Object pointing dataset rows:
|---|

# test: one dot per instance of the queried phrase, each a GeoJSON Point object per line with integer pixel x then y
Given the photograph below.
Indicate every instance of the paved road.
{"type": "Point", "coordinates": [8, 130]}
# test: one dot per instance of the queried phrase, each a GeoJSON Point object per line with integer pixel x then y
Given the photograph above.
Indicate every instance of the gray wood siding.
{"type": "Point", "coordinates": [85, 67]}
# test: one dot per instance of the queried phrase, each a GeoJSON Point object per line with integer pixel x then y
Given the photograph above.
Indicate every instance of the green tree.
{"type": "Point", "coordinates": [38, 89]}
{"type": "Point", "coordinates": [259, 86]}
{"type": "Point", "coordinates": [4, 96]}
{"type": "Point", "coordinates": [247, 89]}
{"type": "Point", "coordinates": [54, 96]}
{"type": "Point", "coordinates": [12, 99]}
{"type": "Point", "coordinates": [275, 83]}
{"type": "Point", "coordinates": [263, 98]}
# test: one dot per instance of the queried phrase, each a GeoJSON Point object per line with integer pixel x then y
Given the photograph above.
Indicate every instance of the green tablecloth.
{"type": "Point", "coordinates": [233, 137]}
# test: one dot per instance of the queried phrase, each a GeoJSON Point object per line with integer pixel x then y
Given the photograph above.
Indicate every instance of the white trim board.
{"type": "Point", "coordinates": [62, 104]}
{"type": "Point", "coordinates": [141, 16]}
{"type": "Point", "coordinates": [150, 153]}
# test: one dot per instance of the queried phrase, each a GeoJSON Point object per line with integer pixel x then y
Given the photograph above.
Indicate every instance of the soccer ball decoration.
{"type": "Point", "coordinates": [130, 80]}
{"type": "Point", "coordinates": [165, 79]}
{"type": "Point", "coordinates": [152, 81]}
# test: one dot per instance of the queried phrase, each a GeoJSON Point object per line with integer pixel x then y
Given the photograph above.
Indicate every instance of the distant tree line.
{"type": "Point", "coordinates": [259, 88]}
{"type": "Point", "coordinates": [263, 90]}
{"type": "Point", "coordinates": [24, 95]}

|---|

Retype the listing exactly, in full.

_SOLUTION TO THE EXERCISE:_
# test: one dot per instance of the queried phrase, each a GeoJSON Point object per line with integer pixel x then y
Given the photograph below.
Indicate every instance of the paved road.
{"type": "Point", "coordinates": [8, 130]}
# test: one dot per instance of the queried phrase, each a GeoJSON Point object per line with integer pixel x then y
Given the photograph above.
Indicate every instance of the gray wood siding.
{"type": "Point", "coordinates": [85, 67]}
# test: one dot per instance of the queried phrase, each a GeoJSON Point object per line with integer pixel x then y
Given the photograph above.
Indicate every instance of the green tree.
{"type": "Point", "coordinates": [38, 89]}
{"type": "Point", "coordinates": [259, 86]}
{"type": "Point", "coordinates": [4, 96]}
{"type": "Point", "coordinates": [247, 89]}
{"type": "Point", "coordinates": [54, 96]}
{"type": "Point", "coordinates": [12, 99]}
{"type": "Point", "coordinates": [275, 83]}
{"type": "Point", "coordinates": [263, 98]}
# test: one dot per instance of the queried phrase, each a GeoJSON Point object per line with integer pixel x then y
Given the photograph above.
Indicate every instance of the green tablecloth.
{"type": "Point", "coordinates": [233, 137]}
# test: one dot per instance of the queried phrase, each a GeoJSON Point object per line with integer pixel x then y
Given the photograph above.
Indicate every instance of the white trim board.
{"type": "Point", "coordinates": [62, 104]}
{"type": "Point", "coordinates": [141, 16]}
{"type": "Point", "coordinates": [150, 153]}
# test: one dot per instance of the queried phrase, each a GeoJSON Point object per line with integer pixel x then y
Given the photograph above.
Indicate every instance of the soccer ball decoration.
{"type": "Point", "coordinates": [130, 80]}
{"type": "Point", "coordinates": [165, 79]}
{"type": "Point", "coordinates": [152, 81]}
# test: one dot per instance of the queried phrase, each a GeoJSON Point object per line with integer pixel x then y
Given the photograph above.
Indicate every instance of the distant tree line.
{"type": "Point", "coordinates": [259, 88]}
{"type": "Point", "coordinates": [263, 90]}
{"type": "Point", "coordinates": [24, 95]}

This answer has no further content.